Answer these questions from the arbitration correspondence below.
(a) Whose paper claimed that arbitration was "over lawyered"?
(b) Which paragraph of the 1996 Act does the reply to Francis Miller cite for the Tribunal's right to decide procedural and evidential matters?
(c) Under which section does the reply place the duty to act fairly and impartially?

Source extract
......

Correspondence

from Michael P. Reynolds,

Jeffrey Green Russell, London

A Lawyer for All Seasons

I recall a leading paper by Martin Harman of Masons over a decade ago where he opined that arbitration was "over lawyered". With the recent passing of Brian Clapham and some years ago that of John Newey I suggest that arbitration is now "under lawyered".

Michael P. Reynolds

Reply to Francis Miller

from Roderick O'Driscoll & Partners, Maidstone, Kent

I was very interested to read the views of Francis Miller on the four problems propounded for discussion by John Tackaberry QC in his article Arbitration (1998). I am particularly interested in the fourth question to which Francis refers which is

to what extent does one think a Tribunal should reach conclusions on fact or law on points that were not discussed before it. I have always regarded this as a danger area. In his penultimate paragraph, Francis states that "If, of course, we are talking about arbitration as opposed to State litigation .... then presumably the tribunal has only the powers given to it by the parties". This, I think is not strictly correct because paragraph 34(g) of the 1996 Act provides that the Tribunal has the right to decide all procedural and evidential matters (subject to the right of the parties to agree otherwise) including:

(g) Whether and to what extent the Tribunal should itself take the initiative in ascertaining the facts and the law.

In the excellent address given by Judge Esyr Lewis last year on the subject of Arbitration Appeals, the Learned Judge stressed that one of the most common (and successful) reasons for appealing an Award is that the Arbitrator has taken into account and made a finding on some fact that was not discussed before him, and which the parties had not had the opportunity to address him on.

It seems to me that the Tribunal has an unfettered discretion to take into account whatever facts and legal points it wishes but it must be subject to the restraint that such facts and legal points as it is desirous of taking into account should always be put to the parties. This seems to me to be consistent with the duty under Section 33(1) to act fairly and impartially giving each party a reasonable opportunity of putting its case and dealing with that of his opponent.

......

Data lines

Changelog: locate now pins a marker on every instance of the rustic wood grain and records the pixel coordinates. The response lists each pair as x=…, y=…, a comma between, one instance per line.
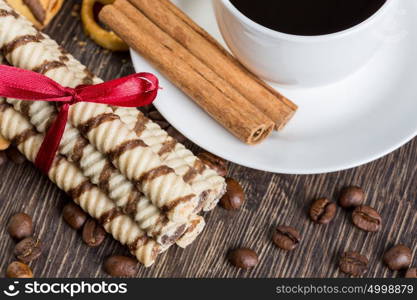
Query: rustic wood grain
x=390, y=184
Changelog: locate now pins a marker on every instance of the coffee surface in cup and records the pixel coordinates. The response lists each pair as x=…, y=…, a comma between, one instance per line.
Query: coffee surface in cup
x=308, y=17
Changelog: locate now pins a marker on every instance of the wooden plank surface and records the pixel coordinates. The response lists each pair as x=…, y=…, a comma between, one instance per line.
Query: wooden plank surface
x=390, y=184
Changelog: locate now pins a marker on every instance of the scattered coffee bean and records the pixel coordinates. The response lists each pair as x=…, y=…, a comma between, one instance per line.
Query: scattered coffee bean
x=322, y=211
x=176, y=135
x=411, y=273
x=28, y=249
x=243, y=258
x=3, y=158
x=216, y=163
x=234, y=197
x=398, y=257
x=20, y=226
x=74, y=215
x=367, y=218
x=93, y=233
x=351, y=196
x=121, y=266
x=353, y=263
x=18, y=270
x=286, y=237
x=15, y=156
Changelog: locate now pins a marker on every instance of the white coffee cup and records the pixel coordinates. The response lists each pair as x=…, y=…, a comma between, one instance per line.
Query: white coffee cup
x=301, y=60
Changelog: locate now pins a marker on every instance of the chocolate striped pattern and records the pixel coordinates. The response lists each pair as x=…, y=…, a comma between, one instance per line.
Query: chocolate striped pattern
x=69, y=178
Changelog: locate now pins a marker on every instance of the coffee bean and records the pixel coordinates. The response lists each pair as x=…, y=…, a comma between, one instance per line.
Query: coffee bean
x=286, y=237
x=351, y=196
x=353, y=263
x=15, y=156
x=18, y=270
x=243, y=258
x=74, y=215
x=411, y=273
x=322, y=211
x=234, y=197
x=93, y=233
x=20, y=226
x=216, y=163
x=3, y=158
x=367, y=218
x=176, y=135
x=398, y=257
x=121, y=266
x=28, y=249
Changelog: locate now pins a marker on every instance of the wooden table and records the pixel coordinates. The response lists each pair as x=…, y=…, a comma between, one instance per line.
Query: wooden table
x=272, y=199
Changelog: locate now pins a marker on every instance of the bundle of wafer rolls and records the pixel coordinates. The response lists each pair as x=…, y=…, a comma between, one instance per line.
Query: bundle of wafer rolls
x=200, y=67
x=144, y=187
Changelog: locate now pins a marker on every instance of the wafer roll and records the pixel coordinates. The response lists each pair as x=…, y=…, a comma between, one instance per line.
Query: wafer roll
x=21, y=46
x=145, y=213
x=99, y=170
x=202, y=178
x=69, y=178
x=198, y=175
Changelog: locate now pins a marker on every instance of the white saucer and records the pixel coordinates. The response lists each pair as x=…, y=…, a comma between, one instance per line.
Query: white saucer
x=339, y=126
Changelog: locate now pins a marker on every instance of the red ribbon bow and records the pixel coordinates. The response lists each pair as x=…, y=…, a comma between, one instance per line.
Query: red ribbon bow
x=131, y=91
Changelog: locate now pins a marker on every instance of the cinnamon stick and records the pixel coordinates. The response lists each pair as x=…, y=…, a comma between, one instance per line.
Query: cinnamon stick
x=174, y=22
x=236, y=114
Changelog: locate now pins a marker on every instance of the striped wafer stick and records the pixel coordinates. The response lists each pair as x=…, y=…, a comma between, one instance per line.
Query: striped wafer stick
x=196, y=173
x=202, y=178
x=96, y=167
x=174, y=154
x=21, y=46
x=69, y=178
x=99, y=170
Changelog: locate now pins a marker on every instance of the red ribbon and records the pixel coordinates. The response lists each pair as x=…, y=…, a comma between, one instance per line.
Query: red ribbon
x=131, y=91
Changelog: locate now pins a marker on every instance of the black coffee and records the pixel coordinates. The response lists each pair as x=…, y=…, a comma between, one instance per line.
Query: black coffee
x=308, y=17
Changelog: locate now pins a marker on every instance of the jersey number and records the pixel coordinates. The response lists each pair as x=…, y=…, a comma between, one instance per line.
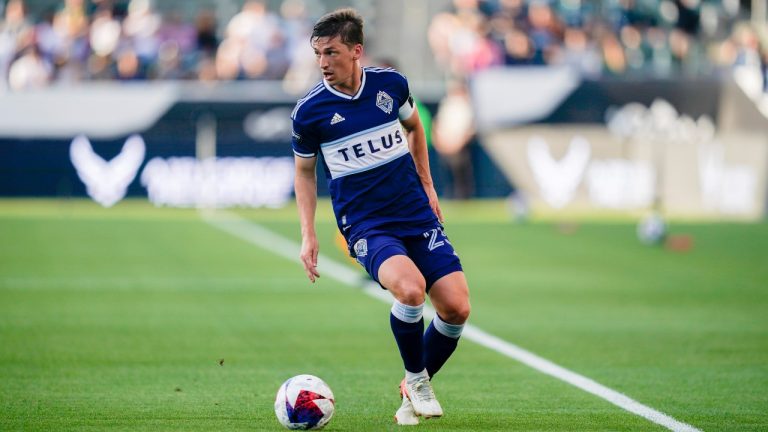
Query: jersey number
x=434, y=243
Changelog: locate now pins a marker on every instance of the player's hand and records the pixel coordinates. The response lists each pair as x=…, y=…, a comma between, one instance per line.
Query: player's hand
x=434, y=203
x=309, y=250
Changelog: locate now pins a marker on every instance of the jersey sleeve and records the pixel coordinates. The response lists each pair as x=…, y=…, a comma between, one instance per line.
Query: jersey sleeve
x=302, y=139
x=405, y=101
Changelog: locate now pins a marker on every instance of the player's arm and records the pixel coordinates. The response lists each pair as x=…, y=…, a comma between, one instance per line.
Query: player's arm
x=417, y=142
x=305, y=187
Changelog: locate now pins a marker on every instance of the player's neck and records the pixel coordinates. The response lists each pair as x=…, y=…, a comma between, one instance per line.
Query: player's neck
x=351, y=86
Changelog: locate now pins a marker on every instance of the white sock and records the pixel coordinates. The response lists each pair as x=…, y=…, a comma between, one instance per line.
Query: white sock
x=411, y=376
x=407, y=313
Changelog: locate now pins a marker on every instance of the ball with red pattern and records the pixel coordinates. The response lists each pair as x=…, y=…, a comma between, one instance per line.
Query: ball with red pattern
x=304, y=402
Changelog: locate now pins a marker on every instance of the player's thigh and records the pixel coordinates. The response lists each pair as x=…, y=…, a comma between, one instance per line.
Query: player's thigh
x=450, y=297
x=433, y=254
x=400, y=276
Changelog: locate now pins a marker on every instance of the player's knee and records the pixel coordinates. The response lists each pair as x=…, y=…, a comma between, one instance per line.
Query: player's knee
x=410, y=291
x=457, y=313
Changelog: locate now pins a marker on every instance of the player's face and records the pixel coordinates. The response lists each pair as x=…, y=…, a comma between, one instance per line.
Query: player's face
x=337, y=61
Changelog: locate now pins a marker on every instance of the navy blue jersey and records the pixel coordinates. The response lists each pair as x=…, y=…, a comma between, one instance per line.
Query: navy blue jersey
x=371, y=175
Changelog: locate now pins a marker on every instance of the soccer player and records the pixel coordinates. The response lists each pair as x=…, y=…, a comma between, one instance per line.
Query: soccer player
x=363, y=121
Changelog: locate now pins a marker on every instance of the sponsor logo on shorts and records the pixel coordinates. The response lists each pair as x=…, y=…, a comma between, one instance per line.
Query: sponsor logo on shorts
x=361, y=248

......

Task answer
(a) Martin Harman of Masons
(b) Paragraph 34(g)
(c) Section 33(1)